## Problem description
In the summary of 2022 changes to the 50 State Survey matrices, which column gives each state's statutory limit for libel and slander?

## Passage given
————

By Kimberly A. Blake
 

Summary of Changes to the 50 State Survey Matrices for 2022. Click on a chart title to download.

(1) Statute of Limitations
Our review of the applicable legal authorities did not indicate any notable or substantive changes for the upcoming year. Minor stylistic changes are referenced below for two states. Additionally, we added distinctions for each state to provide the statutory limit for libel and slander. These distinctions are provided in the personal injury column.

  • Alabama: Revised with minor stylistic change to the citation of the applicable code section, Ala. Code § 6-2-30 et seq.
  • Connecticut: Revised with minor stylistic change to the citation of the applicable code section, Conn. Gen. Stat. Ann. § 52-275 et seq.

(2) Statutes of Repose
The survey’s overall format has been updated to reflect relevant distinctions for each state’s Statutes of Repose. As a result of the format change, distinctions and applicable descriptions are now included for Arkansas, California, Indiana, Louisiana, Maryland, and Texas.

  • Arkansas: Updated to show the statutory distinctions between actions regarding personal injury and property damage.
  • California: Updated to show the statutory distinctions between actions regarding latent and patent defects.
  • Indiana: Updated to show the statutory distinctions between actions brought due to personal injuries sustained during the ninth or tenth year after substantial completion.
  • Louisiana: Updated to show the statutory distinctions between actions regarding personal injury and those that are design defects arising from a contractor or architect.
  • Maryland: Updated to show the statutory distinctions between actions against a professional defendant (i.e. architect, professional engineer, or contractor) compared to those against all other parties.

————

## Recorded information
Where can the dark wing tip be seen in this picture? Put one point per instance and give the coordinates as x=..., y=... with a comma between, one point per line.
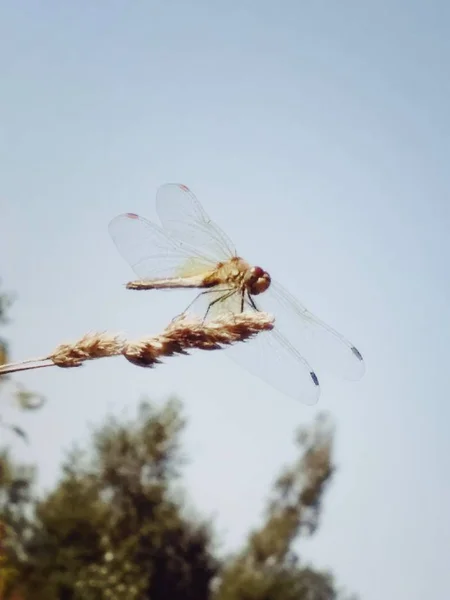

————

## Answer for this exercise
The personal injury column.